=== 本文 ===
こんにちは。
3児の親でありXジェンダー、30歳から「自分らしい生き方」を探求中のユウです。
最近、ある友人からこんな相談を受けました。
「これまで全然恋愛に興味がなかったんだけど、ユウに勧められてセクシャリティ診断をしてみたら、“アセクシャル”とか“アロマンティック”って出て…なんだそれ?ってなった。」
そして、その友人はそれぞれの解説文を読んだ上で、
「恋愛できないとか、終わった笑」
と言っていたのです。
私と同世代の友人たちの中には結婚する人や子どもが生まれる人もいて、 そんな中で親からプレッシャーをかけられる人もいるでしょう。
その友人もまた、そういう類のプレッシャーを感じているようでした。
しかし、私はその言葉を聞いて、いても立ってもいられなくなりました。 友人に、「あなたは、そのままで素晴らしいんだ」と伝えなければいけないと思ったのです。

=== 作業指示 ===
a: 本文のうち、「3児の親でありXジェンダー、30歳から「自分らしい生き方」を探求中のユウです。」で始まり「その友人もまた、そういう類のプレッシャーを感じているようでした。」で終わる部分を、一字一句違えずに書き写すこと。
b: 本文をもとに、次の問いに答えること。
(i) 筆者は何人の子どもの親か。
(ii) 筆者は何歳から「自分らしい生き方」を探求しているか。
(iii) 友人がセクシャリティ診断をしてみたところ、どのような結果が出たか。
この後に続く行は、本文とは別の資料から採られたものである。

=== データセットから取り出した行 ===
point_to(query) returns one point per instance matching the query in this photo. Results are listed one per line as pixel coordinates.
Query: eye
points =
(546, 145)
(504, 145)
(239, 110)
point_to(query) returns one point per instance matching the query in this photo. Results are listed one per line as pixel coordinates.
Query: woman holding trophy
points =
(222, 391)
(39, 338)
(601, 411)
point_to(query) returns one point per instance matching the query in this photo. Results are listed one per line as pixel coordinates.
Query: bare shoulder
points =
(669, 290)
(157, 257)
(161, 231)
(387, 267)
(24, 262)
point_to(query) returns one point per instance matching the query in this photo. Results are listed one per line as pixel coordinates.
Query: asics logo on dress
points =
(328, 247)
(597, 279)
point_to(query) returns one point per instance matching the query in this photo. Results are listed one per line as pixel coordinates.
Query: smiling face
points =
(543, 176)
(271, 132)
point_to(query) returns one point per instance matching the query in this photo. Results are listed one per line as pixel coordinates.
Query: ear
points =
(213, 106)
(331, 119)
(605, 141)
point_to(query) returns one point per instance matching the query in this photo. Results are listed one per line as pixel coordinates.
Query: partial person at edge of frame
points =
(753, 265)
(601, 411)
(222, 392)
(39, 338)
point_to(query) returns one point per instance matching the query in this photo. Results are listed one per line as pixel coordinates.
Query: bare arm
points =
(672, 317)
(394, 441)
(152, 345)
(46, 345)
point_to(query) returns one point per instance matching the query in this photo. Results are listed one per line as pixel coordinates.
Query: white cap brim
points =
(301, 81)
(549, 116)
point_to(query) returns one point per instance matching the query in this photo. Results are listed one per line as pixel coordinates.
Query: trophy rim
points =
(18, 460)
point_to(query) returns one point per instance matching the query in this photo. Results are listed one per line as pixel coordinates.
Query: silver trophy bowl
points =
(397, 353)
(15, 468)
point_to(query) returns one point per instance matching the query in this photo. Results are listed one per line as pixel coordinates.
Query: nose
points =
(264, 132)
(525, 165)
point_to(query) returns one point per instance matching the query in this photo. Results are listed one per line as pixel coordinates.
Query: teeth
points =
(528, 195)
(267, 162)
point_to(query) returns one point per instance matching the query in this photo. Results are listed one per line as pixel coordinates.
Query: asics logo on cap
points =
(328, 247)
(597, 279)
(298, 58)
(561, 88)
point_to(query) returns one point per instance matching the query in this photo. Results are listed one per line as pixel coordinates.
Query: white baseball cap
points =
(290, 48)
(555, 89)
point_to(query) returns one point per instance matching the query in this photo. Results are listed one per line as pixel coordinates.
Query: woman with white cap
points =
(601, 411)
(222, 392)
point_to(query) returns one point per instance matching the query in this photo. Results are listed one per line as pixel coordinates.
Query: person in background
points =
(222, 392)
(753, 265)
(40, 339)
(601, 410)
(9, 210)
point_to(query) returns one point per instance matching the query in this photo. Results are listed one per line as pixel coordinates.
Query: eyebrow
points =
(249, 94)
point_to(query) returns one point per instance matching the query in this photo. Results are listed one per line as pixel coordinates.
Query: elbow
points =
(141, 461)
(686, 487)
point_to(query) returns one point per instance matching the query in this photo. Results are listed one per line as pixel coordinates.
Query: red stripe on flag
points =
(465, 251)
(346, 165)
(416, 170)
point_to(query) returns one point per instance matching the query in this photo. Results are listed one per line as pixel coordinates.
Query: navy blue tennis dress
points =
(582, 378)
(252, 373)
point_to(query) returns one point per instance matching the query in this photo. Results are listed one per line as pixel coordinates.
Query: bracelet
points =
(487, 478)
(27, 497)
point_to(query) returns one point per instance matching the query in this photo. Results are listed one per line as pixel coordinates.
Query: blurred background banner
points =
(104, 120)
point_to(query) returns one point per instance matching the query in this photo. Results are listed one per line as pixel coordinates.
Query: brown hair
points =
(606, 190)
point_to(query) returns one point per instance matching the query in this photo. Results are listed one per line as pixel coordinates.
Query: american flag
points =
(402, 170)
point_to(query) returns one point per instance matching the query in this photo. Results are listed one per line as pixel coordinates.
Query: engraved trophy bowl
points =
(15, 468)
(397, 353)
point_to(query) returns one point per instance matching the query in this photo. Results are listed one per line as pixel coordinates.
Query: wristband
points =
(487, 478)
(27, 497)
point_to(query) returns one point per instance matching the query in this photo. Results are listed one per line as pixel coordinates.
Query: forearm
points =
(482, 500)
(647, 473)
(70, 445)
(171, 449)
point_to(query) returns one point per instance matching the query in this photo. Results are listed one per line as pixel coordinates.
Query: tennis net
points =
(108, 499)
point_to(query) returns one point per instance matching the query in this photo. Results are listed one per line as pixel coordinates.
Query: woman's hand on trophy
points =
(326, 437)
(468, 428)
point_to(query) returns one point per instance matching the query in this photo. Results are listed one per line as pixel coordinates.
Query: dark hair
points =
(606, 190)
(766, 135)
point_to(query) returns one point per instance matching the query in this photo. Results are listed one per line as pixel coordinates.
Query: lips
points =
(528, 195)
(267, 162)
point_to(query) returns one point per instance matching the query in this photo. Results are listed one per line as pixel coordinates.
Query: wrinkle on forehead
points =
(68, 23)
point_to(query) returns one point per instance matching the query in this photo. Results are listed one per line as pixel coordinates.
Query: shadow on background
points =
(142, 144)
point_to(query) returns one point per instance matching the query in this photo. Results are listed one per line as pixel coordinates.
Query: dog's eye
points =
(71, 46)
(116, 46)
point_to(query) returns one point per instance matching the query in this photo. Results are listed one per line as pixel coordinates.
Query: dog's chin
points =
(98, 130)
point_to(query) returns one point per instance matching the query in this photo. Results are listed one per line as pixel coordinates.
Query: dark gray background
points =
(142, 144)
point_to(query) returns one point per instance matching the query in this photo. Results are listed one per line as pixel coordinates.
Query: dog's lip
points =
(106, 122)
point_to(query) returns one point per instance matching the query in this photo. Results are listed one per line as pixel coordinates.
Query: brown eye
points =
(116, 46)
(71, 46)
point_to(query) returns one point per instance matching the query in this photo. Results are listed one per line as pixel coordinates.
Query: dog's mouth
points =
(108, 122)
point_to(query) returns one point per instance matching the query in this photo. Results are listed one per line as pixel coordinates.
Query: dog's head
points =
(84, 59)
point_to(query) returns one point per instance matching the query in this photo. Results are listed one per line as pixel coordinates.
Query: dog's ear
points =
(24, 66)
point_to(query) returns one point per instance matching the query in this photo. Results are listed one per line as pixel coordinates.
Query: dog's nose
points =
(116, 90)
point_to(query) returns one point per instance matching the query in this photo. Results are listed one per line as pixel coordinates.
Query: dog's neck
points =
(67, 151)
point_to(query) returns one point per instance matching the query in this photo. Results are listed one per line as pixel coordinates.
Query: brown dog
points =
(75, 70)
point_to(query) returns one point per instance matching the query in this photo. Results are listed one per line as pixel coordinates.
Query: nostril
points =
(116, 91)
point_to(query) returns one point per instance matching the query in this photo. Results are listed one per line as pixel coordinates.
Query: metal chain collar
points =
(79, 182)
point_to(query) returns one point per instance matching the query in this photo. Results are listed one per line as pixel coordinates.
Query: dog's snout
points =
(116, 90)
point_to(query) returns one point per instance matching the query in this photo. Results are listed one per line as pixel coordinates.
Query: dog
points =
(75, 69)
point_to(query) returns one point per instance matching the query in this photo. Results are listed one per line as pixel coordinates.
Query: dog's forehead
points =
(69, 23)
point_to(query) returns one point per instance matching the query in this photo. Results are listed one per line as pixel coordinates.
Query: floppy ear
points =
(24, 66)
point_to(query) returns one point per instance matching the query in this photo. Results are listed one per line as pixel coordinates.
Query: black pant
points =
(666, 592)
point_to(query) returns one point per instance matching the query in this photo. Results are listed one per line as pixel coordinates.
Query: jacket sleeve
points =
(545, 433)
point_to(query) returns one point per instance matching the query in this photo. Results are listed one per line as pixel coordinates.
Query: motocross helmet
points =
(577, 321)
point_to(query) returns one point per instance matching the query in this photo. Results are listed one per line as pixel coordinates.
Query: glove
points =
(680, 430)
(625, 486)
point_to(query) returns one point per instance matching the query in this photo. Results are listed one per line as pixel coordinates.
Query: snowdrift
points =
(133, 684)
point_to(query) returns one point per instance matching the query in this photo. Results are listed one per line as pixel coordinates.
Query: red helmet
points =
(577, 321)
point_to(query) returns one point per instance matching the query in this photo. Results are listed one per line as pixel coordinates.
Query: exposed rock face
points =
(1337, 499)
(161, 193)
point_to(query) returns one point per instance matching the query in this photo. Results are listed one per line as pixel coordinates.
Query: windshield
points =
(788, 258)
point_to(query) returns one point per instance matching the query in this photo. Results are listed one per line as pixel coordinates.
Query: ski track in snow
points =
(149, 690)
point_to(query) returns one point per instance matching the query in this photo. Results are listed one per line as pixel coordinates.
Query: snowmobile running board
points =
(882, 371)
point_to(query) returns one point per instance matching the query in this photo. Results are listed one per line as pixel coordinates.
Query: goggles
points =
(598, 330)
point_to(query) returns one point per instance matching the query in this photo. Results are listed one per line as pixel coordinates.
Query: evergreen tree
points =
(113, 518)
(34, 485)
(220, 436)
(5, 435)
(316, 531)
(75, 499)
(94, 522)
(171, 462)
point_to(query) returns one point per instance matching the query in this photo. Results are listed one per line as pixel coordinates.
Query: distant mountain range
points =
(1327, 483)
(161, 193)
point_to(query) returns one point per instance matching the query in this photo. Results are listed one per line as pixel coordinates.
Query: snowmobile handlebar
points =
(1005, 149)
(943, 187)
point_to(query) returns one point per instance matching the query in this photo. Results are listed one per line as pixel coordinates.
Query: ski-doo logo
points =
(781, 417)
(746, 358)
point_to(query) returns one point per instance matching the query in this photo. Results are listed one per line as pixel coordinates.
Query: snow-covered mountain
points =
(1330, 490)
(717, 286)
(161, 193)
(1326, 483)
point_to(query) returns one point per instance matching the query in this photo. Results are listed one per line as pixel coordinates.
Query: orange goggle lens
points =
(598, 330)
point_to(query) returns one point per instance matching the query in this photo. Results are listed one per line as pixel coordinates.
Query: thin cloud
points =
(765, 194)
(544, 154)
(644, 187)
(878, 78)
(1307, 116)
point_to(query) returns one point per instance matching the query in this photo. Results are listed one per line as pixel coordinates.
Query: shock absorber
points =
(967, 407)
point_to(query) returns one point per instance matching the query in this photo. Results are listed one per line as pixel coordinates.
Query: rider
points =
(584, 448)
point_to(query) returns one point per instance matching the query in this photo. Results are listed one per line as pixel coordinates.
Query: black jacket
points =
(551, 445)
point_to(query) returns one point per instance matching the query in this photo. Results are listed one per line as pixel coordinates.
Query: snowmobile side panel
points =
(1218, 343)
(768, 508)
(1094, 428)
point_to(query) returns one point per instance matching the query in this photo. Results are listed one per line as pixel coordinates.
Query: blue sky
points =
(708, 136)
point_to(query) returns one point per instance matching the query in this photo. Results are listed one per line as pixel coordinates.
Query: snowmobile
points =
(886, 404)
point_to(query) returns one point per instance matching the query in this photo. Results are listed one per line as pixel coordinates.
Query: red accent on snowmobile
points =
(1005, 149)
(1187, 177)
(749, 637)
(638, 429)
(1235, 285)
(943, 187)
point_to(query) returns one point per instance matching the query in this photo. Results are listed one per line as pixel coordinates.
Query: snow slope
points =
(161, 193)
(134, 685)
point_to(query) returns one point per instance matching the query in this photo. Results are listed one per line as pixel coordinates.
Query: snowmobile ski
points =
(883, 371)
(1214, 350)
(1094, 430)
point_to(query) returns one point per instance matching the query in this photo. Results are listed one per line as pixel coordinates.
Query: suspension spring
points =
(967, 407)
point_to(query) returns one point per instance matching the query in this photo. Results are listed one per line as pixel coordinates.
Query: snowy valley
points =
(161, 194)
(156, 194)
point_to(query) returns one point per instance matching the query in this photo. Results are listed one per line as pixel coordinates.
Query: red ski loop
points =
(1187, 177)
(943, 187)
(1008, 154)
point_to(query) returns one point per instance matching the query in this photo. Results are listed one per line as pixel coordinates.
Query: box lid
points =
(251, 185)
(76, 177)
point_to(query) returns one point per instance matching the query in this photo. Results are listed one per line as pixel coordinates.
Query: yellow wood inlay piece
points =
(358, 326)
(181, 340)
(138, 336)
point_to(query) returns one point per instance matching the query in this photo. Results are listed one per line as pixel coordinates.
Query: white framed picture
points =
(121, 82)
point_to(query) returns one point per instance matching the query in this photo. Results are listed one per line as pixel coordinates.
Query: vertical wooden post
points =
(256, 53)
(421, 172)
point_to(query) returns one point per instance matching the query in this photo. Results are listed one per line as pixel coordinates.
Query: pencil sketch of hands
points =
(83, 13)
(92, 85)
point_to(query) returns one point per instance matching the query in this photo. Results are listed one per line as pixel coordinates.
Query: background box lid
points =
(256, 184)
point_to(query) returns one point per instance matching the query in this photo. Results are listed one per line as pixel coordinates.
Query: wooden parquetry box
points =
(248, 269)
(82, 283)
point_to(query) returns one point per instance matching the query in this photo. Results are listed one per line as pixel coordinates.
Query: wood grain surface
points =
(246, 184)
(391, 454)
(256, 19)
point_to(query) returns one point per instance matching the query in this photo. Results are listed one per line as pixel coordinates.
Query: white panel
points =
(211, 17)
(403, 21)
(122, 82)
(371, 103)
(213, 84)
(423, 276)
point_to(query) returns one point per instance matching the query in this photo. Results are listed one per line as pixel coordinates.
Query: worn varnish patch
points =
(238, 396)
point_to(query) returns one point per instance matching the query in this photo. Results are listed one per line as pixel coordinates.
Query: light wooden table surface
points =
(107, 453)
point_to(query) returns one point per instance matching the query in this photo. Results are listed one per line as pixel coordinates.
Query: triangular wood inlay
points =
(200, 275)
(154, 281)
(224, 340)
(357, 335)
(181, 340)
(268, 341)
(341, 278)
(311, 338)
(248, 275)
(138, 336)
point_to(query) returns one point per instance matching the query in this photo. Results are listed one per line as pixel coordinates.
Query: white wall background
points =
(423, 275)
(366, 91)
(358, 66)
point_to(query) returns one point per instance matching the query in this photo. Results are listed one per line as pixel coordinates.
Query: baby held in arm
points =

=== 解答 ===
a:
3児の親でありXジェンダー、30歳から「自分らしい生き方」を探求中のユウです。
最近、ある友人からこんな相談を受けました。
「これまで全然恋愛に興味がなかったんだけど、ユウに勧められてセクシャリティ診断をしてみたら、“アセクシャル”とか“アロマンティック”って出て…なんだそれ?ってなった。」
そして、その友人はそれぞれの解説文を読んだ上で、
「恋愛できないとか、終わった笑」
と言っていたのです。
私と同世代の友人たちの中には結婚する人や子どもが生まれる人もいて、 そんな中で親からプレッシャーをかけられる人もいるでしょう。
その友人もまた、そういう類のプレッシャーを感じているようでした。

b:
(i) 3人
(ii) 30歳
(iii) 「アセクシャル」や「アロマンティック」と出た。